Considerando que o poder é uma unidade, uma característica do Estado, observa-se que muitos são levados a interpretar equivocadamente a expressão tripartição do poder, entendendo o conceito como se os poderes pudessem ser tomados como estanques, daí resultando sérios problemas de argumentação a respeito das atividades estatais. Bem diz o publicista José Afonso da Silva que: “Cumpre, em primeiro lugar, não confundir distinção de funções do poder com divisão ou separação de poderes, embora entre ambos haja uma conexão necessária.” [1] A distinção se faz entre os órgãos que desempenham as funções provenientes do poder e existentes nas sociedades.

Dos comportamentos das sociedades, tem-se verificado, ao longo da História, a existência de três funções básicas: a) uma, geradora do ato geral; b) outra, geradora do ato especial e, c) uma terceira, solucionadora de conflitos. As duas funções geradoras de atos diferenciavam-se apenas quanto ao objeto. As duas primeiras encarregavam-se de gerar os atos e executá-los, sendo a terceira, destinada à solucionar os conflitos entre as pessoas e entre estas e o Estado.

Principalmente no chamado Estado Absoluto, essas funções foram identificadas em muitas sociedades. Neste, o exercício do poder concentrava-se nas mãos de uma única pessoa física que o exercia pessoalmente ou por meio de auxiliares, sempre prevalecendo a vontade do soberano. Todas as funções eram desempenhadas pela mesma pessoa de tal forma que essas funções, citadas anteriormente, eram executadas sem que fosse possível imputar responsabilidade ao soberano; este se confundia com o próprio Estado, sendo sua vontade a matriz para todas as atividades estatais.

LINHAS FORNECIDAS:
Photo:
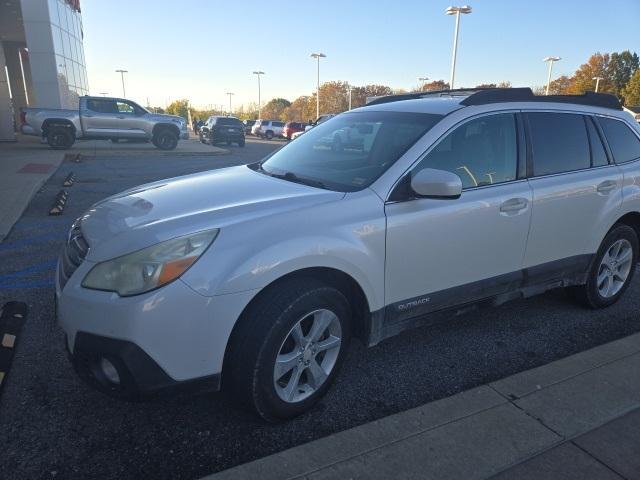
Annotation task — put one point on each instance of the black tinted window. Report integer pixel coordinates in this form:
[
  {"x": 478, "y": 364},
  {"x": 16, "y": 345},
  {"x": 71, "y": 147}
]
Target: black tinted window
[
  {"x": 624, "y": 144},
  {"x": 480, "y": 152},
  {"x": 559, "y": 142},
  {"x": 228, "y": 121},
  {"x": 598, "y": 153}
]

DESAFIOS:
- A) No trecho sobre as funções do poder, troque "soberano" por "monarca" e escreva de novo a parte que começa em "Principalmente no chamado" e vai até "todas as atividades estatais.".
- B) Continue o trecho sobre as funções do poder a partir do ponto em que ele para.

RESPOSTAS POR TAREFA:
- A)
Principalmente no chamado Estado Absoluto, essas funções foram identificadas em muitas sociedades. Neste, o exercício do poder concentrava-se nas mãos de uma única pessoa física que o exercia pessoalmente ou por meio de auxiliares, sempre prevalecendo a vontade do monarca. Todas as funções eram desempenhadas pela mesma pessoa de tal forma que essas funções, citadas anteriormente, eram executadas sem que fosse possível imputar responsabilidade ao monarca; este se confundia com o próprio Estado, sendo sua vontade a matriz para todas as atividades estatais.

- B)
Ao se admitir a separação dos poderes, a partir do momento em que se transmitia a uma assembleia o exercício da função legislativa, como consequência, resultava na redução do poder do soberano.

Uma forma de se proteger de qualquer abuso era a independência dos órgãos, especialmente aquele responsável pela elaboração do conjunto ordenativo, fato que afasta, em princípio, a preponderância da vontade de uma única pessoa. Com a aplicação prática desse princípio, verificou-se a transformação das monarquias absolutas em sistemas de governo mais limitados, sendo que, a partir disso, desenvolveram-se os regimes parlamentares.

Convém observar que a interpretação literal da expressão separação dos poderes, atualmente, não é motivo de discussão, já que estão praticamente bem definidos os conceitos de Poder e de Órgãos que desempenham suas funções de Poder; em outras palavras, o significado do termo separação é compreendida num contexto da moderna teoria do Estado, conforme veremos adiante.

Funções Típicas e Atípicas dos Poderes

A divisão de poderes, sob a visão do item anterior, é feita através da atribuição de cada uma das funções governamentais (legislativa, executiva, jurisdicional) a órgãos específicos, que levam as denominações das respectivas funções; assim, temos o Poder Executivo, o Poder Legislativo, o Poder Judiciário. É a sistematização jurídica das manifestações do Poder do Estado.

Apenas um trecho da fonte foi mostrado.